[Image entries on named regions]
"""
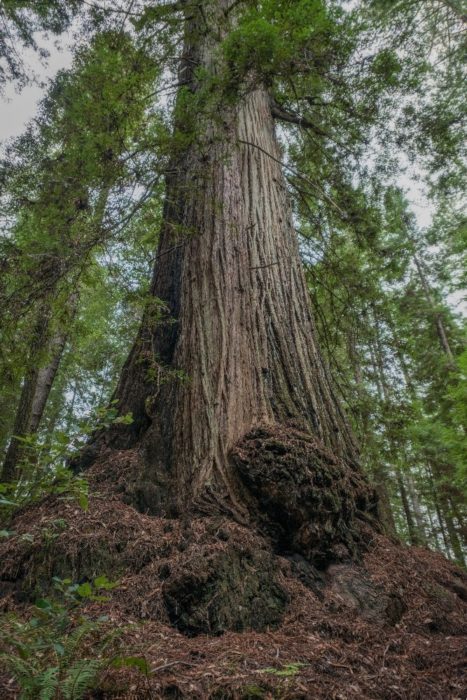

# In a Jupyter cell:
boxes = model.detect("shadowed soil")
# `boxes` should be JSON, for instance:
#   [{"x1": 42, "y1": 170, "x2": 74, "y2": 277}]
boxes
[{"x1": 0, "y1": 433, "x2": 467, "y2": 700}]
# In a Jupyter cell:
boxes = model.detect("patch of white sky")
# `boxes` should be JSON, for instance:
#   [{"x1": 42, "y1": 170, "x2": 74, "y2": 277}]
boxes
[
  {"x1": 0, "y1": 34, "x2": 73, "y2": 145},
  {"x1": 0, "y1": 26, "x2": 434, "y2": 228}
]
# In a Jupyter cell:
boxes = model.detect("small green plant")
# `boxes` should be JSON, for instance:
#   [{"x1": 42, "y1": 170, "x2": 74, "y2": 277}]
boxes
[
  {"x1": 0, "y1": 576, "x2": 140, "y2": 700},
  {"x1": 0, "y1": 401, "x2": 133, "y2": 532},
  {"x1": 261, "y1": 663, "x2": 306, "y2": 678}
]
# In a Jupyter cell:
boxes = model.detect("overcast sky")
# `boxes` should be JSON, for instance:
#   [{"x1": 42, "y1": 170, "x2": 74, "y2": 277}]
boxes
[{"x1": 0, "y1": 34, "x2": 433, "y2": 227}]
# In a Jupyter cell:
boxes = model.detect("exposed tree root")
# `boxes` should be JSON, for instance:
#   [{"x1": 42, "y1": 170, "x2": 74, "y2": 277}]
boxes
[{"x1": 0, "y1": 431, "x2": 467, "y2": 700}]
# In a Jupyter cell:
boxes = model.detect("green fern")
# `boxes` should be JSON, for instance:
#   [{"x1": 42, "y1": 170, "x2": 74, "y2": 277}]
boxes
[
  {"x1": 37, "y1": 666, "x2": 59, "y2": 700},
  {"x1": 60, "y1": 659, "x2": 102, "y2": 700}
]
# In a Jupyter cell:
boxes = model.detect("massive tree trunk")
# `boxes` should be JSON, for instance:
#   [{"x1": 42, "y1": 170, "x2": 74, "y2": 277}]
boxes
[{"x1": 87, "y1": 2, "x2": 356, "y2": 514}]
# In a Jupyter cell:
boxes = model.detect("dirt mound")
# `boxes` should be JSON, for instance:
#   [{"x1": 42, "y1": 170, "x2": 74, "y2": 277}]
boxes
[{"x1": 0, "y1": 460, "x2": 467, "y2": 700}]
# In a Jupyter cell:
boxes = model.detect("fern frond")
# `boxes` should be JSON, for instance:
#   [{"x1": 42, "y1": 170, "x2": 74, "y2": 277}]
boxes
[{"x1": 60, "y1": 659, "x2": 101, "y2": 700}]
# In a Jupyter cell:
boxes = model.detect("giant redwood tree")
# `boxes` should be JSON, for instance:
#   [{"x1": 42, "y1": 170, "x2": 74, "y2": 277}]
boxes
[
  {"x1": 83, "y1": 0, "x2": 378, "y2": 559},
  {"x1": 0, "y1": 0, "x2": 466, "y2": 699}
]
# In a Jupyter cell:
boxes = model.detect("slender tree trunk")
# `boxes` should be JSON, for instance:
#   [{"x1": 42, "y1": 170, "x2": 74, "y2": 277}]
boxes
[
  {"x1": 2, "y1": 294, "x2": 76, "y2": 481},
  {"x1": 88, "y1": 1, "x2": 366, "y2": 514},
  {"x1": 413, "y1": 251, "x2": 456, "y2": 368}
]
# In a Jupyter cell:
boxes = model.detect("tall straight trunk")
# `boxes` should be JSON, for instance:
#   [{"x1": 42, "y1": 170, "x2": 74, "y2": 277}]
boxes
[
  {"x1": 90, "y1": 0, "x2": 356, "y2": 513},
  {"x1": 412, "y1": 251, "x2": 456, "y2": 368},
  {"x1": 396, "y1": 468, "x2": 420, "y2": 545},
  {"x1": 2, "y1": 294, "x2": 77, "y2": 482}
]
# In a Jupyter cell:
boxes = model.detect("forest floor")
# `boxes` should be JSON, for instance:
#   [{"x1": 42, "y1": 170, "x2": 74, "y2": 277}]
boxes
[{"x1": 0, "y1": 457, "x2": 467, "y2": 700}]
"""
**TO DO**
Copy out each line in the entries above that contains the word "fern".

**FULL OUTPUT**
boxes = model.detect("green fern")
boxes = model.detect("fern frond")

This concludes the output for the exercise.